:: Requirement ::
From the Airflow discussion below, copy out word for word the part that begins at "Doing ETL using" and stops after "great. Luigi too.".

:: Source passage ::
That way my Airflow jobs are very lightweight (they only call https APIs) and
only contain logic of when doing things, not how. All the core business logic
for a specific domain lives in a single container that can be tested and
deployed independently.

Doing ETL using Airflow jobs exclusively or Lambda would spread business logic
and make it a nightmare to test and reason about.

------
chartpath
Happy user of Prefect here. I prefer it for being more programmable and able
to run on Dask. If you just want dynamic distributable DAGs and not
necessarily an "ops" appliance feel (like Airflow), check them out:
[https://docs.prefect.io/core/getting_started/why-not-
airflow...](https://docs.prefect.io/core/getting_started/why-not-airflow.html)

Not knocking Airflow, it is great. Luigi too.

------
hn2017
Airflow isn't perfect but it's in active development and one of the biggest
pros compared to other toolkits is that it's an Apache high-level project AND
it's being offered by Google as Cloud Composer. This will make sure it sticks
around and maintains development for some time.

:: Material shown ::

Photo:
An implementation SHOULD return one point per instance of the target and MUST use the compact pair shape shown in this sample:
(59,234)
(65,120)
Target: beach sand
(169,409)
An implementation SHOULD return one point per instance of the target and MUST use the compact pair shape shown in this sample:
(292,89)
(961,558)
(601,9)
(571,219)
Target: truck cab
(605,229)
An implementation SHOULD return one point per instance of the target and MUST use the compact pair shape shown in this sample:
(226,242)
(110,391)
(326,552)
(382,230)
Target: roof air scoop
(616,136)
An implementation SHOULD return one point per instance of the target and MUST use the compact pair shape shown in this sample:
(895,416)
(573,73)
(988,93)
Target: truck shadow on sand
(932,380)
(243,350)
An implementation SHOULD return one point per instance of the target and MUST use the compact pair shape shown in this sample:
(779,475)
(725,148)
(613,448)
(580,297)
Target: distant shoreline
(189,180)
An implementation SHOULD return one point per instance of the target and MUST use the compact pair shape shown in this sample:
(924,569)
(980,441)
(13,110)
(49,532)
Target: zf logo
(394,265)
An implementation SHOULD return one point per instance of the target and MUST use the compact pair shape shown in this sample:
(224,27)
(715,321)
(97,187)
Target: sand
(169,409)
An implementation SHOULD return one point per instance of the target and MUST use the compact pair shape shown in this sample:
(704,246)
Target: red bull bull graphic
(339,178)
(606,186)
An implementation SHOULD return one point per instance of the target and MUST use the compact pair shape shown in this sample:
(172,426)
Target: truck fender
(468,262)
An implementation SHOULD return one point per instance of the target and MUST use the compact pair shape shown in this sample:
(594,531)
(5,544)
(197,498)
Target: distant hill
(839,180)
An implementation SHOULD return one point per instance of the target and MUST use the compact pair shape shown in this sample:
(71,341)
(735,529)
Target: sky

:: Final result ::
Doing ETL using Airflow jobs exclusively or Lambda would spread business logic
and make it a nightmare to test and reason about.

------
chartpath
Happy user of Prefect here. I prefer it for being more programmable and able
to run on Dask. If you just want dynamic distributable DAGs and not
necessarily an "ops" appliance feel (like Airflow), check them out:
[https://docs.prefect.io/core/getting_started/why-not-
airflow...](https://docs.prefect.io/core/getting_started/why-not-airflow.html)

Not knocking Airflow, it is great. Luigi too.